*Задание*. Перечислите все пункты повестки дня, которые Совет профсоюзов предложил съезду, по тексту ниже о профсоюзном съезде.

Из выступления печатников правительство извлекло урок. Ему стало известно, что ашхабадский Совет профсоюзов, объединявший 35 союзов и организаций, насчитывавший в своих рядах около 5 тысяч членов, намеревается явочным порядком созвать областной съезд. «Комитет общественного спасения» предпринял контрмеры — взял на себя инициативу созыва съезда и разослал об этом по всей железной дороге телеграммы. Совет профсоюзов также изменил тактику и сделал все для того, чтобы на съезд съехалось как можно больше представителей трудящихся масс. Правительство же чтобы обеспечить себе перевес в голосах, пригласило на профсоюзный съезд угодных ему представителей от городских самоуправлений Ашхабада, Кизыл-Арвата, Мерва, Красноводска, причем представительство их было явно завышенное23.

«Комитет общественного спасения», решившись на созыв областного съезда профессиональных союзов и городских самоуправлений, тщетно пытался поднять свой весьма призрачный престиж, направить рабочее движение по соглашательскому руслу, а главное, стремился удержать разбегающихся с фронта русских рабочих и туркмен. И все же, несмотря на заранее отрепетированный «спектакль» и долгие речи его «режиссеров» — Крутеня, министра труда Сейранянца, председателя съезда полковника Джаврова, красноводского «царька» Куна, буржуазных националистов Хаджи Мурата, К. Бердыева и других, съезд не оправдал их надежд.

Совет профсоюзов предложил повестку дня: о политической свободе; об освобождении политических заключенных; об улучшении экономического положения трудящихся; реконструкция правительства и отдельных ведомств [33]. Съезд большинством голосов утвердил эту повестку. На съезде изобличалась диктаторская политика «Комитета общественного спасения» и английского командования, которые, наложив запрет на всякие собрания, пытались задушить профсоюзное движение, помешать объединению рабочих организаций 24.

С представителями рабочих Кизыл-Арвата произошел скандал. Печатники-большевики сообщили им, что за их спиной местные эсеровские лидеры сговорились с правительством выделить для фронта 300 кизыл-арватцев. И это было действительно так25. Когда члены белогвардейского правительства, взявшие в свои руки бразды правления съездом, завели речь об усилении фронта новым подкреплением, кизыл-арватцы попросили слова для заявления. Им трижды отказывали. Наконец один из делегатов, перебив председателя съезда, заявил:

— Мы, рабочие, представители кизыл-арватских мастерских… видим, что нам с этим съездом не по пути — мы уходим! — И делегаты Кизыл-Арвата покинули зал заседания 26.

Это была пощечина правящей верхушке съезда, возлагавшей надежды на Кизыл-Арват — былой оплот эсеров и меньшевиков, откуда правительство черпало и рассчитывало получить новое пополнение для редеющих рядов белого фронта.

*Предоставленные строки*.
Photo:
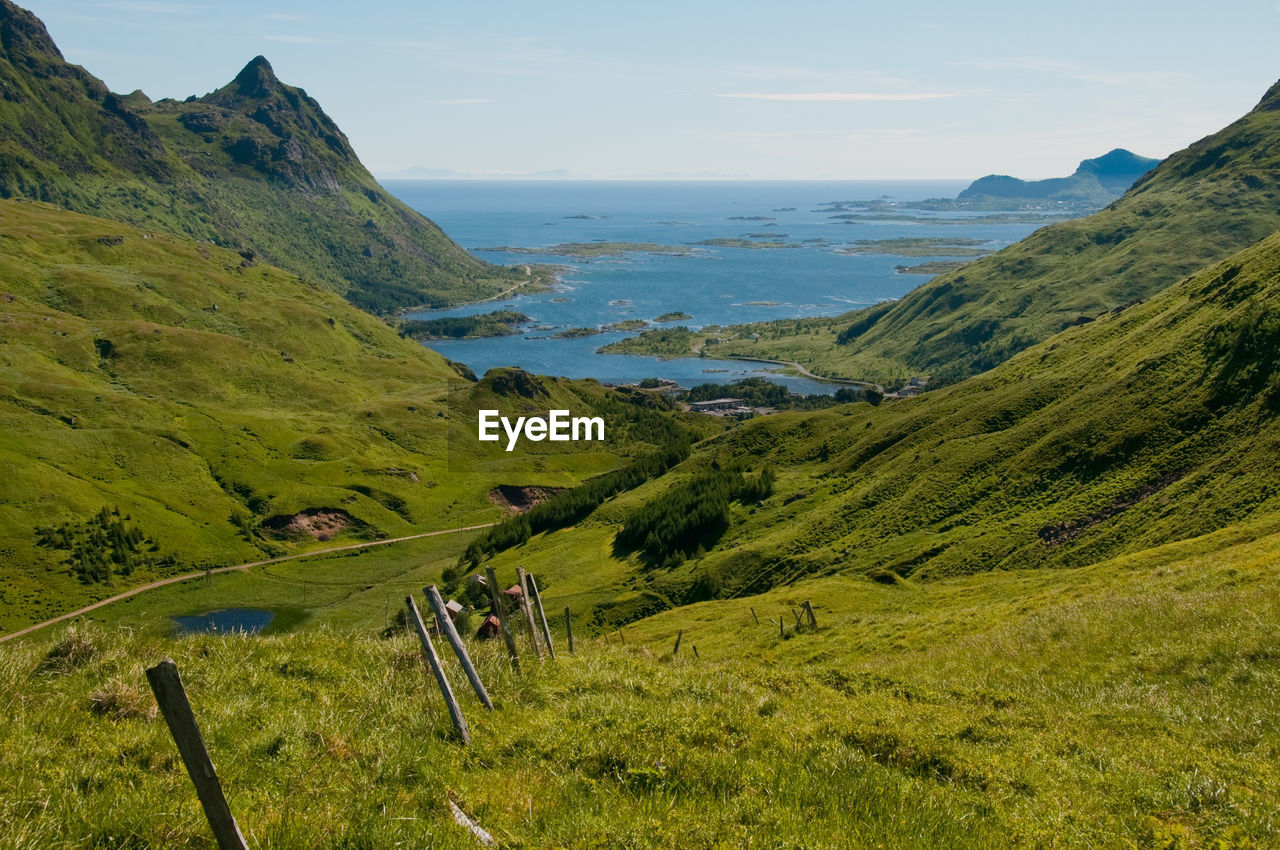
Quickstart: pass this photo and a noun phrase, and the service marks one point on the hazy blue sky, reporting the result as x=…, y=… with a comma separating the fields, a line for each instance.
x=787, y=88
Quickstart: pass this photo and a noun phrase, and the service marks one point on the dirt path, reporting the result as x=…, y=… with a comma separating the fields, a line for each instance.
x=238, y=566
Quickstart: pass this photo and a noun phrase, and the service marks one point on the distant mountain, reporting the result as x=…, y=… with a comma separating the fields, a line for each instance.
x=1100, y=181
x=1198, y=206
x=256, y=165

*Ответ на задание*.
- о политической свободе
- об освобождении политических заключенных
- об улучшении экономического положения трудящихся
- реконструкция правительства и отдельных ведомств